Extrait du texte -
-*-
Mes tangos préférés ( suite ) : “ SUR ”

     J’ai délaissé mon site pendant le mois d’août pour la trêve estivale et familiale et pour quelques événements en plein air qui ont fait la joie des danseurs, notamment au Pont du Gard, dans le cadre du Festival de Nîmes, et à Uzès pour les soirées animées par l’association Tabou Tango. Pendant cet été, un très grand musicien, Horacio Salgan, dont j’avais célébré le 100 ème anniversaire ( mon article du 15 juin 2016 )  nous a quittés tout doucement sur les dernières gammes d’un piano. Il avait porté cet instrument à un très haut niveau et le tango lui doit autant qu’au bandonéon de  Piazzolla, dans sa régénération et son regain d’inventivité.
-*-
Enregistrements -

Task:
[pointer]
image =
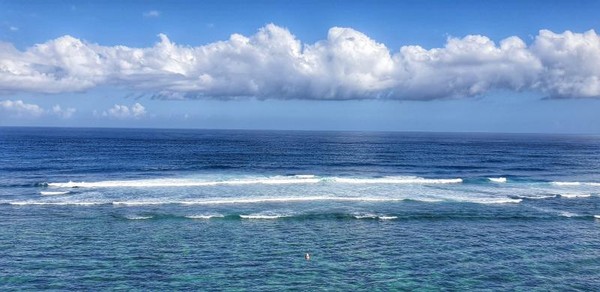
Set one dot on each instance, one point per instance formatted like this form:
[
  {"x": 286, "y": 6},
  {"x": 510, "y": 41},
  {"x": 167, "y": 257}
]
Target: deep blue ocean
[{"x": 140, "y": 209}]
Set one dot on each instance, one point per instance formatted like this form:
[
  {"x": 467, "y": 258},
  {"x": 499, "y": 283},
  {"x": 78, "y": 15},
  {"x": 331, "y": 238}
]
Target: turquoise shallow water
[{"x": 107, "y": 209}]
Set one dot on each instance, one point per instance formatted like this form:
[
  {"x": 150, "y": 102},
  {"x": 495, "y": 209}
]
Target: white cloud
[
  {"x": 63, "y": 113},
  {"x": 118, "y": 111},
  {"x": 348, "y": 64},
  {"x": 18, "y": 108},
  {"x": 152, "y": 13}
]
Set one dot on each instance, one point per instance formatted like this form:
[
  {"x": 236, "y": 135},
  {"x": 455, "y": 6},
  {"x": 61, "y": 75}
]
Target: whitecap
[
  {"x": 272, "y": 180},
  {"x": 75, "y": 203},
  {"x": 575, "y": 196},
  {"x": 574, "y": 183},
  {"x": 497, "y": 179},
  {"x": 46, "y": 193},
  {"x": 365, "y": 216},
  {"x": 263, "y": 216},
  {"x": 396, "y": 180},
  {"x": 138, "y": 217},
  {"x": 204, "y": 216},
  {"x": 568, "y": 214}
]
-*-
Exercices à réaliser -
a) Énumérez tous les noms de lieux qui figurent dans l'extrait sur les tangos préférés.
b) Reprenez l'extrait sur les tangos préférés et poursuivez-le à partir de sa dernière phrase.

Corrigé par exercice -
a) Pont du Gard, Nîmes, Uzès

b)
Je reviens à mes lecteurs assidus avec la liste de mes tangos préférés, en tête de laquelle j’avais placé “ En esta tarde gris ” et “ La capilla blanca ”: voir mes articles des 5 février et 10 mai derniers. Aujourd’hui, je veux parler de “ Sur ” dont la letra est de Homero Manzi et la musique de Anibal Troilo. La signature de ces deux grands du tango serait suffisante pour expliquer la notoriété de ce morceau qui fut un succès immédiat à sa sortie, en 1948, d’autant que les plus grands chanteurs s’en sont emparé : Nelly Omar, Edmundo Rivero et Roberto Goyeneche, entre autres. D’autres musiciens l’ont inscrit à leur répertoire et notamment Pugliese. Il faut dire qu’il y a une fusion exceptionnelle entre la musique et le texte qui donne aux volutes de ce tango un charme particulier qu’il faut essayer d’analyser pour comprendre son emprise sur les Portègnes.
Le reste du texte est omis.